**WHAT YOU WILL DO:**
Put every line of the data below into a numbered list, leaving out any blank lines.

-- START DATA TO USE --

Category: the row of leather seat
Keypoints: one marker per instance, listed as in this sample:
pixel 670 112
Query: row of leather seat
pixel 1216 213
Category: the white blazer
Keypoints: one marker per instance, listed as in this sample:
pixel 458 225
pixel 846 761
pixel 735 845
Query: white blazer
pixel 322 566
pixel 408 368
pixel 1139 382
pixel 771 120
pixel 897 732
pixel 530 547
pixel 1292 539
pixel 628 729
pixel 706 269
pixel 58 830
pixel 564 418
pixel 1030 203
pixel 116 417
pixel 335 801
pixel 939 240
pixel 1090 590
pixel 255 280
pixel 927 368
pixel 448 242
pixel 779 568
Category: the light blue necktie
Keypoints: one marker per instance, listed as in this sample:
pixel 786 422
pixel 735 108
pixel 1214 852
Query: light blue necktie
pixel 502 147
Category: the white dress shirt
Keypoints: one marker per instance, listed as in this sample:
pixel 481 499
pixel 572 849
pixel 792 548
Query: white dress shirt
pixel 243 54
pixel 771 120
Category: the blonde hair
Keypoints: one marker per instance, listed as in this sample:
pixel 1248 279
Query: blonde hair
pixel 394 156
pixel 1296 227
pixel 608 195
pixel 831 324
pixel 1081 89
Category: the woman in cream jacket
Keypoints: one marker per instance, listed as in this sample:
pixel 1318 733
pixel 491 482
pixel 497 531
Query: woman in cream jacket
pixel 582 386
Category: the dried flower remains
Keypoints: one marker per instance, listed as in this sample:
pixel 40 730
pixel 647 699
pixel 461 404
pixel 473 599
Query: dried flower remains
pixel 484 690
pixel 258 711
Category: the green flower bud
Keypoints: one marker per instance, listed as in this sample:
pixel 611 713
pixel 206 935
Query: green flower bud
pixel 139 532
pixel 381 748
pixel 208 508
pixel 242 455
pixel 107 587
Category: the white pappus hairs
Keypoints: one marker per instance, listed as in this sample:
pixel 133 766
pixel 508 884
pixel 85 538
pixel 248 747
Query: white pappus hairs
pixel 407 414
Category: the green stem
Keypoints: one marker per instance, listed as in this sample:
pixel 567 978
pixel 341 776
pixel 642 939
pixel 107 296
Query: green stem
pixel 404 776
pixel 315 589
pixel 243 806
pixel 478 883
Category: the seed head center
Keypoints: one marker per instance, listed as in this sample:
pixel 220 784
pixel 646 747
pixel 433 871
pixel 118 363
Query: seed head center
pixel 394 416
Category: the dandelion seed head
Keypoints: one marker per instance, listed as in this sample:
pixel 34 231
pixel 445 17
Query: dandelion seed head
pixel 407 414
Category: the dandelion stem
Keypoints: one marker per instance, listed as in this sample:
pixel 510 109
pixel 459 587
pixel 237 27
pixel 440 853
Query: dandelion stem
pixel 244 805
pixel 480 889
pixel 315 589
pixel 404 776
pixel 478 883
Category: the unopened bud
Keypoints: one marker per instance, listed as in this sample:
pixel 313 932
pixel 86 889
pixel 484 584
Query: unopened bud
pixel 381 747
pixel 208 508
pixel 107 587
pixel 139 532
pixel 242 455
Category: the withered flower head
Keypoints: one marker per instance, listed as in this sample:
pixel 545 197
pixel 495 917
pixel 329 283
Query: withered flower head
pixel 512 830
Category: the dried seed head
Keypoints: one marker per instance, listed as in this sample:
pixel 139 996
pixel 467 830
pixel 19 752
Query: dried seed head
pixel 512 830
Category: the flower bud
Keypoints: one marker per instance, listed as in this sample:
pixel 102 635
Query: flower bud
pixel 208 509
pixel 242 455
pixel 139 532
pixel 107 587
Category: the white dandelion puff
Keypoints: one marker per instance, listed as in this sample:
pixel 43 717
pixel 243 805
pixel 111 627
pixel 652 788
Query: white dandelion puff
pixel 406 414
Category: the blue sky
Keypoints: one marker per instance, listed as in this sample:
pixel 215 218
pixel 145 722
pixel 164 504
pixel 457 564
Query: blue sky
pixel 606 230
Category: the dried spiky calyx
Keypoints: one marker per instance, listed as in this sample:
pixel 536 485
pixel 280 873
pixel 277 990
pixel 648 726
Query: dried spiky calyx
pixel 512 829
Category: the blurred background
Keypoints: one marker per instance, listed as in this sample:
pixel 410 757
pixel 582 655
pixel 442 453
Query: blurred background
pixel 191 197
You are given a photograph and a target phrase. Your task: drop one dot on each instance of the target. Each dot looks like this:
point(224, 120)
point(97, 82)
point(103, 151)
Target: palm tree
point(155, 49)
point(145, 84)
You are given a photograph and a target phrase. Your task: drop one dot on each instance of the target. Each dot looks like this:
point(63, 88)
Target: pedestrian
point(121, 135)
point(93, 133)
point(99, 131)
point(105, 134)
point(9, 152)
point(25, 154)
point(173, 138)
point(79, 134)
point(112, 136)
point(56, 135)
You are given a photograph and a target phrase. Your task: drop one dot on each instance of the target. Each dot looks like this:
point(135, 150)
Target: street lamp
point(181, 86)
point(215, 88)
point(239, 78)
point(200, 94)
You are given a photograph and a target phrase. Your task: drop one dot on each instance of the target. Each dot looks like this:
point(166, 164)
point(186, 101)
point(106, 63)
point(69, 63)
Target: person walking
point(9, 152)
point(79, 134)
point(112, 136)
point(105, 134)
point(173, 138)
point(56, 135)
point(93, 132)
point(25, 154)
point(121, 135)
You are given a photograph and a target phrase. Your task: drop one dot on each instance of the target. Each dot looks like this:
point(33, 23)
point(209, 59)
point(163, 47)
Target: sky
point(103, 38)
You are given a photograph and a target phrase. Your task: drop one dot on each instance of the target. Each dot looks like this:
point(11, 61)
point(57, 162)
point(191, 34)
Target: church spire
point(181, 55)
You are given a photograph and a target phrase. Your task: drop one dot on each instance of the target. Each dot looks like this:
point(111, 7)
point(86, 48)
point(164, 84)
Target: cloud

-- END DATA TO USE --

**WRITTEN ANSWER:**
1. Category: the row of leather seat
2. Keypoints: one marker per instance, listed as in this sample:
3. pixel 670 112
4. Query: row of leather seat
5. pixel 1216 213
6. Category: the white blazer
7. Keypoints: one marker per instance, listed as in this sample:
8. pixel 458 225
9. pixel 846 761
10. pixel 735 845
11. Query: white blazer
12. pixel 322 566
13. pixel 408 368
14. pixel 1139 382
15. pixel 771 120
16. pixel 897 732
17. pixel 530 547
18. pixel 1292 539
19. pixel 628 729
20. pixel 706 269
21. pixel 58 830
22. pixel 564 418
23. pixel 1030 203
24. pixel 116 417
25. pixel 335 801
26. pixel 939 240
27. pixel 1090 590
28. pixel 255 280
29. pixel 927 368
30. pixel 448 242
31. pixel 779 568
32. Category: the light blue necktie
33. Keypoints: one marker per instance, listed as in this sample:
34. pixel 786 422
35. pixel 735 108
36. pixel 1214 852
37. Query: light blue necktie
38. pixel 502 147
39. Category: the white dress shirt
40. Keypoints: one marker per instance, listed as in this sample:
41. pixel 481 499
42. pixel 572 849
43. pixel 792 548
44. Query: white dress shirt
45. pixel 243 54
46. pixel 771 120
47. Category: the blonde hair
48. Keypoints: one marker per instance, listed as in this sample:
49. pixel 1248 279
50. Query: blonde hair
51. pixel 394 156
52. pixel 1296 227
53. pixel 608 195
54. pixel 831 324
55. pixel 1081 89
56. Category: the woman in cream jacket
57. Keypoints: one marker per instance, listed as in this sample:
58. pixel 1318 733
59. pixel 491 482
60. pixel 497 531
61. Query: woman in cream jacket
62. pixel 582 386
63. Category: the dried flower remains
64. Keypoints: one marker per instance, listed as in this sample:
65. pixel 40 730
66. pixel 647 699
67. pixel 461 404
68. pixel 473 599
69. Query: dried flower remains
70. pixel 484 690
71. pixel 258 711
72. Category: the green flower bud
73. Keypoints: one marker per instance, listed as in this sample:
74. pixel 611 713
75. pixel 206 935
76. Query: green flower bud
77. pixel 139 532
78. pixel 381 748
79. pixel 208 508
80. pixel 242 455
81. pixel 107 587
82. Category: the white pappus hairs
83. Keypoints: one marker per instance, listed as in this sample:
84. pixel 133 766
85. pixel 508 884
86. pixel 85 538
87. pixel 248 747
88. Query: white pappus hairs
89. pixel 407 414
90. Category: the green stem
91. Keypoints: one marker per instance, listed as in this sample:
92. pixel 567 978
93. pixel 341 776
94. pixel 642 939
95. pixel 107 296
96. Query: green stem
97. pixel 404 776
98. pixel 315 589
99. pixel 243 806
100. pixel 478 883
101. Category: the seed head center
102. Keypoints: one marker per instance, listed as in this sample:
103. pixel 220 784
104. pixel 646 747
105. pixel 433 871
106. pixel 118 363
107. Query: seed head center
108. pixel 394 416
109. Category: the dandelion seed head
110. Keypoints: one marker per instance, listed as in this sample:
111. pixel 34 231
112. pixel 445 17
113. Query: dandelion seed head
114. pixel 407 414
115. Category: the dandelion stem
116. Keypoints: one marker per instance, listed as in this sample:
117. pixel 510 109
118. pixel 459 587
119. pixel 237 27
120. pixel 440 853
121. Query: dandelion stem
122. pixel 244 805
123. pixel 480 889
124. pixel 315 589
125. pixel 404 776
126. pixel 478 883
127. Category: the unopened bud
128. Keypoints: one marker per instance, listed as in this sample:
129. pixel 313 932
130. pixel 86 889
131. pixel 484 584
132. Query: unopened bud
133. pixel 381 747
134. pixel 208 508
135. pixel 107 587
136. pixel 139 532
137. pixel 242 455
138. Category: the withered flower head
139. Keypoints: one marker per instance, listed as in this sample:
140. pixel 545 197
141. pixel 495 917
142. pixel 329 283
143. Query: withered flower head
144. pixel 512 830
145. Category: the dried seed head
146. Keypoints: one marker per instance, listed as in this sample:
147. pixel 139 996
148. pixel 467 830
149. pixel 19 752
150. Query: dried seed head
151. pixel 512 830
152. Category: the flower bud
153. Keypoints: one marker per instance, listed as in this sample:
154. pixel 102 635
155. Query: flower bud
156. pixel 208 509
157. pixel 242 455
158. pixel 139 532
159. pixel 107 587
160. Category: the white dandelion puff
161. Keypoints: one marker per instance, listed as in this sample:
162. pixel 43 717
163. pixel 243 805
164. pixel 111 627
165. pixel 652 788
166. Query: white dandelion puff
167. pixel 406 414
168. Category: the blue sky
169. Keypoints: one marker per instance, listed as in this sample:
170. pixel 215 218
171. pixel 145 722
172. pixel 164 504
173. pixel 457 564
174. Query: blue sky
175. pixel 606 230
176. Category: the dried spiky calyx
177. Keypoints: one marker per instance, listed as in this sample:
178. pixel 536 485
179. pixel 280 873
180. pixel 277 990
181. pixel 648 726
182. Query: dried spiky calyx
183. pixel 512 829
184. Category: the blurred background
185. Keypoints: one marker per instance, listed as in this sample:
186. pixel 410 757
187. pixel 582 655
188. pixel 442 453
189. Query: blurred background
190. pixel 191 197
191. You are given a photograph and a target phrase. Your task: drop one dot on each instance of the target. Each dot looks like this:
192. point(224, 120)
193. point(97, 82)
194. point(103, 151)
195. Target: palm tree
196. point(155, 49)
197. point(145, 84)
198. You are given a photograph and a target phrase. Your task: drop one dot on each instance of the target. Each dot looks like this:
199. point(63, 88)
200. Target: pedestrian
201. point(121, 135)
202. point(93, 133)
203. point(99, 131)
204. point(105, 134)
205. point(9, 152)
206. point(25, 154)
207. point(173, 138)
208. point(79, 134)
209. point(112, 136)
210. point(56, 135)
211. You are given a photograph and a target phrase. Your task: drop one dot on each instance of the target. Each dot looks like this:
212. point(135, 150)
213. Target: street lamp
214. point(181, 86)
215. point(215, 88)
216. point(239, 78)
217. point(200, 94)
218. You are given a photograph and a target phrase. Your task: drop one dot on each instance of the target. Each dot looks like this:
219. point(166, 164)
220. point(186, 101)
221. point(106, 63)
222. point(69, 63)
223. Target: person walking
224. point(9, 152)
225. point(79, 134)
226. point(112, 136)
227. point(105, 134)
228. point(173, 138)
229. point(56, 135)
230. point(93, 132)
231. point(25, 154)
232. point(121, 135)
233. You are given a photograph and a target phrase. Your task: drop one dot on each instance of the target. Each dot looks like this:
234. point(33, 23)
235. point(209, 59)
236. point(163, 47)
237. Target: sky
238. point(103, 38)
239. You are given a photograph and a target phrase. Your task: drop one dot on each instance of the target. Each dot looks like this:
240. point(11, 61)
241. point(57, 162)
242. point(191, 34)
243. Target: church spire
244. point(181, 55)
245. You are given a photograph and a target phrase. Your task: drop one dot on each instance of the target. Each dot looks like this:
246. point(111, 7)
247. point(86, 48)
248. point(164, 84)
249. Target: cloud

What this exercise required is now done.